Exercise brief: Please scale every box coordinate in the answers by 2.05, rounding each to the nearest whole number with halves going up, and write out all of the entries below again, requests included, leaving the pictures out.

── Supplied records ──

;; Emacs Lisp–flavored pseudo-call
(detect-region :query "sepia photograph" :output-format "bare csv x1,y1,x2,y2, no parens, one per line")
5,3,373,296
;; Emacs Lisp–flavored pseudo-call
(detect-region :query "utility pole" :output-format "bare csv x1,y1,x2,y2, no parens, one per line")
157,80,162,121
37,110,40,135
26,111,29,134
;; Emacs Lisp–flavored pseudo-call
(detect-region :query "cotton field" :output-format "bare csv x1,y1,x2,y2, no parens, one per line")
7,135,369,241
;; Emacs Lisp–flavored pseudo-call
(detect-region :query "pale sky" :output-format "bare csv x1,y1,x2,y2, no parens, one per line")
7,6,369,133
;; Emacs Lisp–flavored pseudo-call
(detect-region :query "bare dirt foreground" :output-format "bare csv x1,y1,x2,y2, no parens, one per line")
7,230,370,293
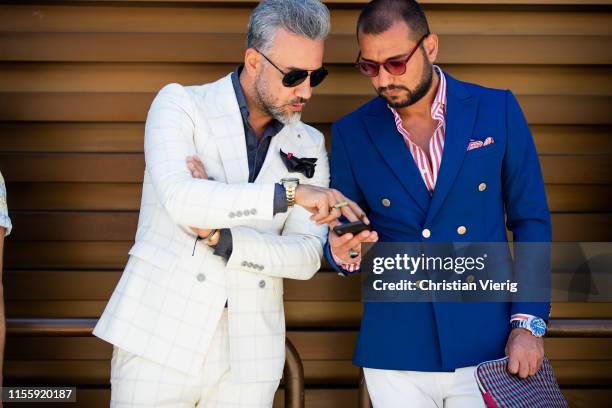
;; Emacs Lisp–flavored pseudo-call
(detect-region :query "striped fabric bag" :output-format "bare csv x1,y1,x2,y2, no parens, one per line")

───

Result:
;; Emacs Lisp–flavored pseudo-call
(detect-region :query "sepia photograph" :output-format "bare csv x1,y1,x2,y2, no parens, one per line")
10,6,765,607
;; Emacs Lisp–flavored pseudo-call
(detect-region :query "utility pole" :output-format "bare csv x1,y1,x2,y2, no parens, one per line")
322,164,332,248
76,226,82,277
53,228,59,275
;; Emacs Lisp–flavored pseudo-call
(detect-region :query "cotton field" :output-format "bare csv x1,y1,x2,y2, no parens, one per line")
14,277,756,494
;; Emacs Lisp–flavored pseudo-call
(detect-region :query "pale sky" :output-format "bare csv x1,y1,x2,y2, no parens, one per line")
14,12,756,273
;; Emacs Lisp–flavored pseudo-call
(detect-region :query "bare dirt foreground" :output-format "bare csv x1,y1,x2,y2, no parens, one per line")
14,472,759,601
;; Emacs Lisp–flavored pseudo-call
(detect-region :query "striped fabric bag" :output-format "bare csv x1,y1,x2,y2, no parens, one per line")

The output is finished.